● **Task directions**
A faithful transcript of all the lines below, with no pictures, is the goal here.

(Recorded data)
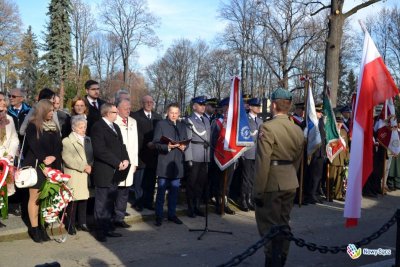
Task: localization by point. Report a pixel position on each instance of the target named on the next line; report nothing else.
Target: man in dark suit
(170, 162)
(93, 102)
(145, 174)
(110, 160)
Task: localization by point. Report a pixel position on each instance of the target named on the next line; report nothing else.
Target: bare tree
(82, 26)
(132, 25)
(334, 40)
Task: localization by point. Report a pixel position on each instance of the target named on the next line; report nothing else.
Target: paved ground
(173, 245)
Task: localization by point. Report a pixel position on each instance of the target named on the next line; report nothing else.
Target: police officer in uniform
(279, 152)
(249, 156)
(197, 155)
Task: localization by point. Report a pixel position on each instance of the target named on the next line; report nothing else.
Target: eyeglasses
(14, 96)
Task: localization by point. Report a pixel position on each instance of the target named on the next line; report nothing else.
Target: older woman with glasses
(78, 160)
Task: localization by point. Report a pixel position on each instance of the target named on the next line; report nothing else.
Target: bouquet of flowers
(54, 195)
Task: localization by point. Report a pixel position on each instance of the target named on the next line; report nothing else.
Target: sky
(189, 19)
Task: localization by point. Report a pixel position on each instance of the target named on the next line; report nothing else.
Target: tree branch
(360, 6)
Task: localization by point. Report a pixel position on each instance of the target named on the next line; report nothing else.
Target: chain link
(284, 230)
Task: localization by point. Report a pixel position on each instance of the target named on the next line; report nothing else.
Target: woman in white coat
(129, 134)
(77, 156)
(8, 136)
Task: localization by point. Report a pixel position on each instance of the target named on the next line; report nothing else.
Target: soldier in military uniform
(249, 156)
(197, 155)
(279, 152)
(298, 115)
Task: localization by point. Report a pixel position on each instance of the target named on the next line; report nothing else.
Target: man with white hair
(128, 128)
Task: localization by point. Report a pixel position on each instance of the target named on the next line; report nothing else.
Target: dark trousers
(313, 179)
(104, 206)
(121, 203)
(197, 180)
(248, 167)
(76, 209)
(148, 186)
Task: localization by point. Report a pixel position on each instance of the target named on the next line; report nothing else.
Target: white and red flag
(235, 135)
(375, 85)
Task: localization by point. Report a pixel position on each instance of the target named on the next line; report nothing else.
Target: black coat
(94, 114)
(147, 156)
(48, 144)
(108, 151)
(170, 163)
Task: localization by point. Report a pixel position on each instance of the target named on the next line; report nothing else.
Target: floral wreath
(54, 195)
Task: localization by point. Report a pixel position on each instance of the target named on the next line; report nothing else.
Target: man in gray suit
(248, 158)
(197, 155)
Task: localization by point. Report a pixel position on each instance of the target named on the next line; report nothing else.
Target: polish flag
(374, 87)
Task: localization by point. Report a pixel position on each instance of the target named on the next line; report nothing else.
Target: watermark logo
(355, 252)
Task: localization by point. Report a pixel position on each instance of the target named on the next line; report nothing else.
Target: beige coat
(75, 161)
(279, 139)
(130, 137)
(11, 142)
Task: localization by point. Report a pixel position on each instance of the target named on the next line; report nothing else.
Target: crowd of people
(115, 156)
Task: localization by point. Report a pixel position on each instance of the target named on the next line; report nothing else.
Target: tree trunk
(332, 51)
(61, 94)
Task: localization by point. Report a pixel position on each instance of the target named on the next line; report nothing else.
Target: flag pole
(384, 172)
(306, 85)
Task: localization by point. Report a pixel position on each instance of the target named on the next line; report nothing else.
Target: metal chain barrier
(285, 231)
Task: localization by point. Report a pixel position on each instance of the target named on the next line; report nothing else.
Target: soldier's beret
(224, 102)
(281, 93)
(254, 102)
(199, 100)
(345, 109)
(319, 107)
(212, 101)
(246, 97)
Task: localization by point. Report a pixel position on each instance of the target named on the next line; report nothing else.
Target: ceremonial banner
(234, 136)
(334, 142)
(375, 85)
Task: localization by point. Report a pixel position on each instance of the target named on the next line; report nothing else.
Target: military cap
(199, 100)
(338, 117)
(254, 102)
(299, 105)
(319, 107)
(224, 102)
(345, 109)
(212, 101)
(281, 93)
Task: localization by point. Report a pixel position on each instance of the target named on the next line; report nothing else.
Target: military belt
(205, 144)
(281, 162)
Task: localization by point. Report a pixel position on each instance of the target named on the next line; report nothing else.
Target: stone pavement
(171, 245)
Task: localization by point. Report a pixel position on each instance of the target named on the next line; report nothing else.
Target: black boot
(34, 233)
(43, 234)
(243, 203)
(190, 212)
(249, 200)
(197, 210)
(227, 209)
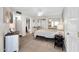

● **Response to this task**
Task: localization by point. Report a pixel position on each instance of the target named on the next line; report nothing else.
Target: man in dark suit
(170, 162)
(93, 102)
(145, 174)
(110, 160)
Task: localization by point. Report a pixel position on each instance of the target named on the next line; report nothing else.
Target: bare tree
(82, 26)
(132, 25)
(334, 40)
Task: localization by point. Report a pixel position on each instance of the target named on the next line; report nothing else.
Target: paved ground
(173, 245)
Task: localization by point. Report a pixel position on each instance of the target named on the next line; report nothing else.
Target: police officer in uniform
(279, 152)
(249, 156)
(197, 155)
Task: localization by point. Report a pixel position on each instance of the target named on the next line; report nothing else.
Target: eyeglasses
(14, 96)
Task: localization by point. Report a pixel position on each instance of the target named on the next line; report nothing else.
Target: older woman with glasses
(78, 160)
Task: localization by point. Report a pixel position on each instance of the target named on the next line; report nothing else.
Target: bouquet of flowers
(54, 195)
Task: localization by point. Report a pixel position on each instance of the target named on the next line; report nothing else.
Target: sky
(189, 19)
Task: localization by point. Report a pixel position on each instance of the target named on the next line; report nothing else.
Target: tree branch
(360, 6)
Task: localization by point. Report a pixel position on each instance of the target named on the next line; report nothing else.
Target: chain link
(284, 230)
Task: localization by point. Report a pixel position on each instance of the target named on the next line; report nothing else.
Target: woman in white coat
(129, 134)
(77, 156)
(8, 136)
Task: localization by point. Report a pixel position on each instance of the target named on the next line; report nothing else.
Target: soldier in military uniform
(249, 156)
(197, 155)
(279, 152)
(298, 115)
Task: localization by point. Report a pixel position on each instance of the target named on the next line; report nothing else.
Target: man with white hair
(128, 128)
Task: localization by point. Report a pixel position on each instance of the target named on the next line; report nothing else.
Target: dark trousers
(313, 179)
(104, 206)
(121, 203)
(197, 180)
(248, 167)
(76, 209)
(148, 186)
Task: localization by point. Report a pixel position on each instance of the target named on the next line; report nothing else.
Target: white and red flag
(235, 135)
(375, 85)
Task: localization by point. Report a pixel position on each instance of the target named on the next line; report nothing else.
Target: black coat
(94, 114)
(147, 156)
(48, 144)
(108, 151)
(170, 163)
Task: localization by point. Report a pixel position on each instance of the target named on the next line; report nothing else.
Target: floral wreath
(54, 195)
Task: localization by point. Report a pixel position on each instance of the target named on the next line; report nothing else.
Target: man in gray suit
(248, 158)
(197, 155)
Task: localization by point. Report a pixel position on each instance of the target named on the next line; report nothing else.
Target: polish flag
(374, 87)
Task: localization by point. Report a pixel position on each instance of the target named on the next line; report nothing else.
Target: watermark logo
(355, 252)
Task: localization by point. Report a pixel position on each instance of the target named on the next line; report nothing else.
Target: beige coat
(75, 161)
(279, 139)
(130, 137)
(11, 142)
Task: localization by point. Report a pixel position on each instance of the target named on the next line; report nothing else.
Target: crowd of people
(115, 156)
Task: localization by point. Report a pixel position on each instance of the target named on the next line; report nothing else.
Target: tree trunk
(332, 51)
(61, 94)
Task: localization by point. Report a pixel position on each instance of the target named on the next line; report nothing else.
Target: flag pole
(384, 172)
(306, 85)
Task: localization by point. Report a pixel position on each instance of the target named on the next line; report nothing else.
Target: metal chain barrier
(285, 231)
Task: localization by point. Report a pixel position on each instance of the target named on the next line; report nothing else.
Target: soldier's beret
(224, 102)
(281, 93)
(254, 102)
(199, 100)
(345, 109)
(319, 107)
(212, 101)
(246, 97)
Task: localization by point. Report a pixel position on each instance of the target named on the next line; report nothing else.
Target: ceremonial banner
(234, 136)
(334, 142)
(375, 85)
Task: localization by point. Report a pixel position on each instance of the target named on the next line; report nothing else.
Target: military cap
(199, 100)
(338, 117)
(254, 102)
(299, 105)
(319, 107)
(224, 102)
(345, 109)
(212, 101)
(281, 93)
Task: localization by point. Report a pixel position on each instance of the target named on the next line; report nothing else.
Target: military belt
(205, 144)
(281, 162)
Task: localization by point. Report a pixel position on each instance of the target named on the next line; report nothing else.
Target: stone pavement
(171, 245)
Task: localization by point. Report a pixel position on each instance of the target named on the next line; report nothing else.
Target: black boot
(34, 233)
(43, 234)
(243, 203)
(190, 212)
(249, 200)
(197, 210)
(227, 209)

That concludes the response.